[Excerpted records]

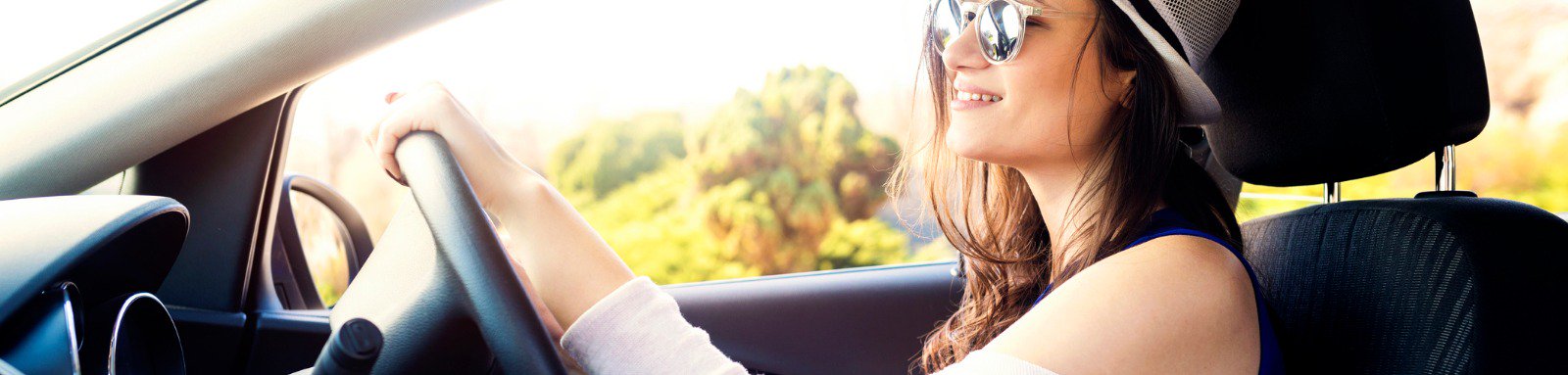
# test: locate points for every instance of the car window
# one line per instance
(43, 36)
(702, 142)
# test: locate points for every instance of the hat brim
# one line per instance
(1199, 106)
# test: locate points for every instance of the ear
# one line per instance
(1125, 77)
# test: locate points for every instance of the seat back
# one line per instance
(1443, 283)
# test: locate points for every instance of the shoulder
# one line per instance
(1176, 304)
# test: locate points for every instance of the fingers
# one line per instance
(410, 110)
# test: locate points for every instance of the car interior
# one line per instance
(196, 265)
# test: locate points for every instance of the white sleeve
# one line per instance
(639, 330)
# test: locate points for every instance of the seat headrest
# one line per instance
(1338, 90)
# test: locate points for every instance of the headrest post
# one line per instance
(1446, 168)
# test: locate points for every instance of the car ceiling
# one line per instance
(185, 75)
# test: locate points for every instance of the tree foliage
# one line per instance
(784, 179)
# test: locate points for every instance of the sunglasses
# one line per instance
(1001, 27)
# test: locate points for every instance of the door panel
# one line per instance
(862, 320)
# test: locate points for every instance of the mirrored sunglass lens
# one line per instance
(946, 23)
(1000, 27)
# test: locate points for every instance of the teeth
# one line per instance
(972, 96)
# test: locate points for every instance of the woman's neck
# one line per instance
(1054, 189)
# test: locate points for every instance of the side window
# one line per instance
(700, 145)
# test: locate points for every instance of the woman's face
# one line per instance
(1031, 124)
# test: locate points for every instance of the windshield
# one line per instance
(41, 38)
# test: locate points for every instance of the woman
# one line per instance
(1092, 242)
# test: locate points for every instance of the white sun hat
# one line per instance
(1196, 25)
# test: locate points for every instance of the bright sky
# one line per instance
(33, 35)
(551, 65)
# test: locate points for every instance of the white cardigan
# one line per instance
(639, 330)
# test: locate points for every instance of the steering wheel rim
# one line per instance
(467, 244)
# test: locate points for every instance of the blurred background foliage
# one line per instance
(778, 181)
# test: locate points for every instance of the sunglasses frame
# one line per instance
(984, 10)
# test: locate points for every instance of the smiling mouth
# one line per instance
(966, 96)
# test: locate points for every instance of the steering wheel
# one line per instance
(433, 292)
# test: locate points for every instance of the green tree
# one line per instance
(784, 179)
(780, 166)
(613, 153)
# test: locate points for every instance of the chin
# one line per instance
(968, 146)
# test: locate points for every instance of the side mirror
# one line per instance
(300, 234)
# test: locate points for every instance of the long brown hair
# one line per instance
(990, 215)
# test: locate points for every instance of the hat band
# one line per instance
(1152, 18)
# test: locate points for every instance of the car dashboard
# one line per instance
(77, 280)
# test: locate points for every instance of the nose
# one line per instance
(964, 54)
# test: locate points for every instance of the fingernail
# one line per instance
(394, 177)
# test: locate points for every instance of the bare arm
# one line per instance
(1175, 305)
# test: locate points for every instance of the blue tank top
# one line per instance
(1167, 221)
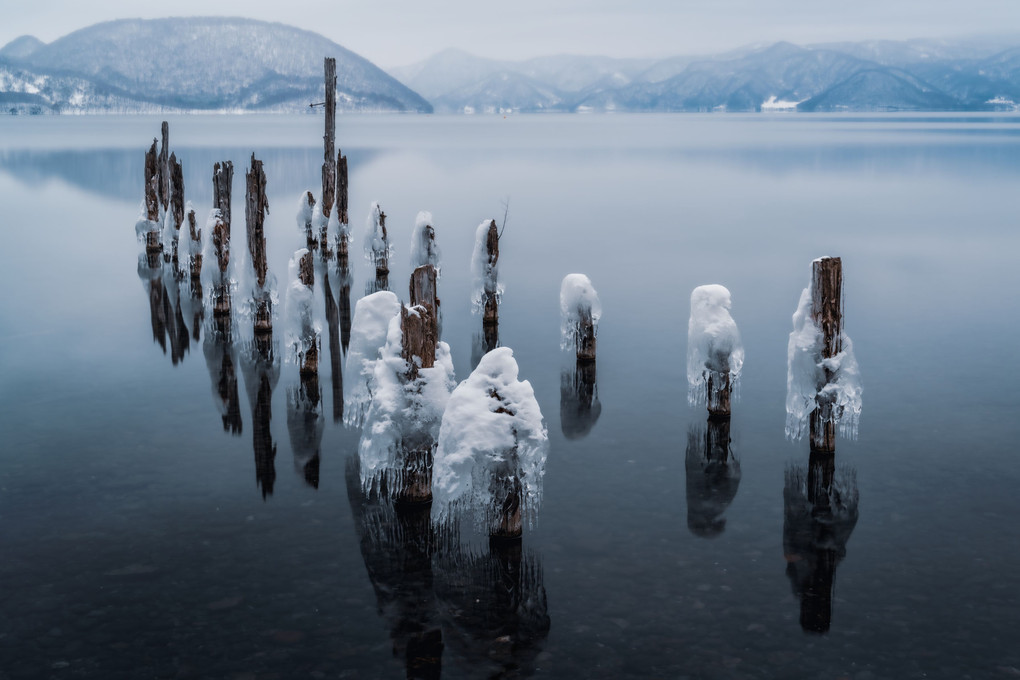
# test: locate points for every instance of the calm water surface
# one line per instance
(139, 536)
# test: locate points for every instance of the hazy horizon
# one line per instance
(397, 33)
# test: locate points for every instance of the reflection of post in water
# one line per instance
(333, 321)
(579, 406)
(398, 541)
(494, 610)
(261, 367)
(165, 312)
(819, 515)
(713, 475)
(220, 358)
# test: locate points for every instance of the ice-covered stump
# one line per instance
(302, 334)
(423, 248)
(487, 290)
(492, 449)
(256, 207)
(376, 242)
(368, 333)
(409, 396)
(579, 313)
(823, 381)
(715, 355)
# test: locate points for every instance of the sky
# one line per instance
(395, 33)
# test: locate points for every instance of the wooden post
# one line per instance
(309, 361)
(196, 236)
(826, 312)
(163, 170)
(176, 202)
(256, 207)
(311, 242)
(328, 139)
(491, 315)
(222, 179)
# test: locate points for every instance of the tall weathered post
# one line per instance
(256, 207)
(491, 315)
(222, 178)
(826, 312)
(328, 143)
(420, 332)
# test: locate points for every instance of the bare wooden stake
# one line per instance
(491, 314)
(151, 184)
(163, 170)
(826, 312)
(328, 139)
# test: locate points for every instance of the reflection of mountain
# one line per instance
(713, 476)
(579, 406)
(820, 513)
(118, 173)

[/Excerpted records]

# Task goal
Copy every entry word for word, but omit the pictures.

# Written solution
# test: locate points for every instance of the car window
# one line per instance
(43, 36)
(702, 142)
# test: locate points for every instance of the hat brim
# one line per instance
(1199, 106)
# test: locate points for every instance of the ear
# one line per instance
(1125, 77)
# test: locate points for every instance of the seat back
# one line per instance
(1443, 283)
# test: locate points for every instance of the shoulder
# one line per instance
(1176, 304)
# test: locate points for every instance of the fingers
# one line per instance
(410, 110)
# test: locate points for every instance of the car interior
# one line per instance
(196, 265)
# test: locate points for every instance of the white sleeve
# one line per instance
(639, 330)
# test: locate points for every instance of the seat headrest
# one line per instance
(1338, 90)
# test: locate points for every instance of the headrest post
# one line per instance
(1446, 168)
# test: locate points for every instance of the car ceiling
# one line per instance
(185, 75)
# test: locate points for every instance of the tree foliage
# one line per instance
(784, 179)
# test: locate points for every instance of the sunglasses
# one line per instance
(1001, 27)
# test: locate points for every instance of the door panel
# one line per instance
(862, 320)
# test: locate points for every instance of the mirrored sunglass lens
# one line per instance
(946, 23)
(1000, 27)
# test: locate points for every instance of the teeth
# one line per instance
(972, 96)
# test: locate points for every instance of the woman's neck
# one line per instance
(1054, 189)
# test: locate points for every instance of the side window
# one line per instance
(700, 145)
# test: locate points for every instance of the woman's face
# one line per instance
(1031, 124)
# test: locate points for every instance of the windshield
# one line per instance
(41, 38)
# test: locate points for every instance of the woman
# one line per instance
(1092, 242)
# test: locate points for every instance of the white sun hat
# one line per instance
(1196, 25)
# test: locate points for every instance of the bright sky
# one line per instance
(33, 35)
(551, 65)
# test: locate points for every instance of the white cardigan
# one line per instance
(639, 330)
# test: locate points for every instance of the steering wheel rim
# one line per instance
(467, 244)
# test: locate points for every instance of the blurred background foliage
# one line per instance
(778, 181)
# test: locate points for every instance of the sunglasses frame
# one line per instance
(984, 10)
# test: locate points for every instance of the smiling mouth
# one line per instance
(966, 96)
# test: locate points for every instance of the steering wheel
# one line per instance
(433, 292)
# test: locate points for every instance of the green tree
# one line per instance
(784, 179)
(780, 166)
(613, 153)
# test: locate points for every instance of the chin
# one line per instance
(968, 146)
# test: locate points for every instance of the side mirror
# one line per instance
(300, 234)
# test: locate points for every instance of the long brown hair
# one line per instance
(990, 215)
# test: locate points for every instance of the hat band
# one line per instance
(1152, 18)
# test: locate points for every instance of the car dashboard
# one line per instance
(77, 280)
# test: locate points for every instance of the nose
# one line per instance
(964, 54)
# test: locate points for every instance of the fingernail
# one line per instance
(394, 177)
# test: locate points for every instance of the bare arm
# one line per instance
(1175, 305)
# test: locate points for every instance of the blue tank top
# one line per instance
(1167, 221)
# test: locate points for every instance of the calm water surface
# one line per instance
(139, 536)
# test: locate points for every instance of the hazy horizon
# one line per instance
(397, 33)
# test: locate points for every instance of the reflection of post in water
# one line per instance
(333, 321)
(579, 406)
(398, 541)
(494, 610)
(261, 367)
(165, 312)
(819, 515)
(713, 475)
(220, 358)
# test: locate points for every instance of the ice-covered stump
# one line per instance
(302, 334)
(423, 248)
(487, 290)
(492, 449)
(256, 207)
(376, 242)
(368, 333)
(409, 396)
(579, 313)
(823, 381)
(715, 355)
# test: locate points for every instance of the sky
# one line per instance
(395, 33)
# test: locate points for every instance of the wooden post
# one line per instance
(309, 361)
(196, 236)
(826, 312)
(163, 170)
(176, 202)
(256, 207)
(311, 242)
(328, 139)
(491, 315)
(222, 179)
# test: locate points for every instance of the tall weathered post
# one line per instance
(256, 207)
(491, 315)
(222, 178)
(826, 312)
(328, 143)
(420, 332)
# test: locate points for every instance of the bare wooden stake
# one line per instance
(491, 314)
(151, 184)
(163, 170)
(826, 312)
(328, 139)
# test: locate points for every instance of the reflection of mountain
# one line per instance
(713, 476)
(579, 406)
(820, 513)
(118, 173)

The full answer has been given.